■ **Required work**
Between the line containing "positive clicks: (449, 1)" and the line containing "negative clicks: (497, 8) (403, 9)" lies a run of lines; give that run again exactly, with both of those lines, and nothing else from the entries below.
(Exercise materials)
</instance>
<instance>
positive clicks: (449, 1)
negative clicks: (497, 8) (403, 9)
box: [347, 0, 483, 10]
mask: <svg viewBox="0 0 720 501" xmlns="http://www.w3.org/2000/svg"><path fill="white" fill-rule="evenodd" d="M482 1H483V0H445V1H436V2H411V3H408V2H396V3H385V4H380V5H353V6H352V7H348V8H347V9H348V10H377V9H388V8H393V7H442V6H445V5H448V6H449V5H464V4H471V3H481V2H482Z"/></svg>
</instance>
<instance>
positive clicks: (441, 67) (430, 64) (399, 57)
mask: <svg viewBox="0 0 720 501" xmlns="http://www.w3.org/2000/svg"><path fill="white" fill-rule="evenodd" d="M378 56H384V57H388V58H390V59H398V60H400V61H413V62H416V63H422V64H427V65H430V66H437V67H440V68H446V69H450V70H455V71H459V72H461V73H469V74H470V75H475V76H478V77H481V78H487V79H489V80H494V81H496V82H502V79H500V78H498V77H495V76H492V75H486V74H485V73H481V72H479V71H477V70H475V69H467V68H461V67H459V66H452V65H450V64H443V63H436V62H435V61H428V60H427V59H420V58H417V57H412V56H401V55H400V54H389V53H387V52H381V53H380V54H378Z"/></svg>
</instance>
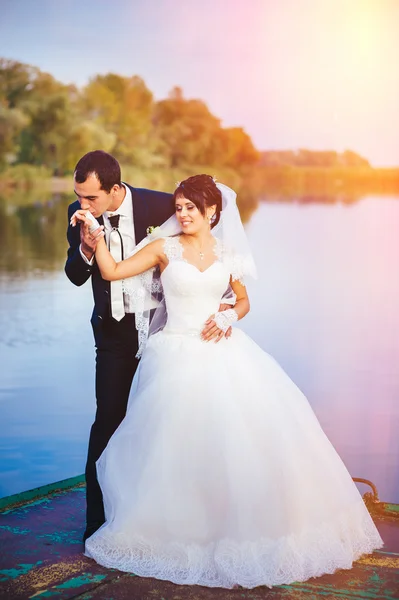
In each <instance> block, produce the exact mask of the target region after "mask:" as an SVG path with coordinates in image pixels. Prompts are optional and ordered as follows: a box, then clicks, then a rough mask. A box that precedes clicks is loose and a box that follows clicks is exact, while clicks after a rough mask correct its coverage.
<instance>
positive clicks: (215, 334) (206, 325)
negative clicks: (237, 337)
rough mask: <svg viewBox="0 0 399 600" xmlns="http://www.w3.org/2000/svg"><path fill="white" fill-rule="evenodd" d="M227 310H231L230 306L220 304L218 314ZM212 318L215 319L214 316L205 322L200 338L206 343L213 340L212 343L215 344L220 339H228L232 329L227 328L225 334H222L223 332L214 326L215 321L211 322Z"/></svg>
mask: <svg viewBox="0 0 399 600" xmlns="http://www.w3.org/2000/svg"><path fill="white" fill-rule="evenodd" d="M229 308H231V305H230V304H221V305H220V306H219V312H222V311H224V310H228V309H229ZM214 317H215V315H211V316H210V317H209V319H208V320H207V321H206V323H205V327H204V329H203V330H202V332H201V338H202V339H203V340H204V341H206V342H210V341H211V340H214V342H215V343H216V344H217V342H220V340H221V339H222V337H225V338H226V339H228V338H229V337H230V336H231V333H232V328H231V327H229V328H228V330H227V331H226V333H223V331H222V330H221V329H219V327H218V326H217V325H216V323H215V321H214V320H213V319H214Z"/></svg>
(End Exercise materials)
■ **Output for this task**
positive clicks: (449, 1)
negative clicks: (497, 8) (403, 9)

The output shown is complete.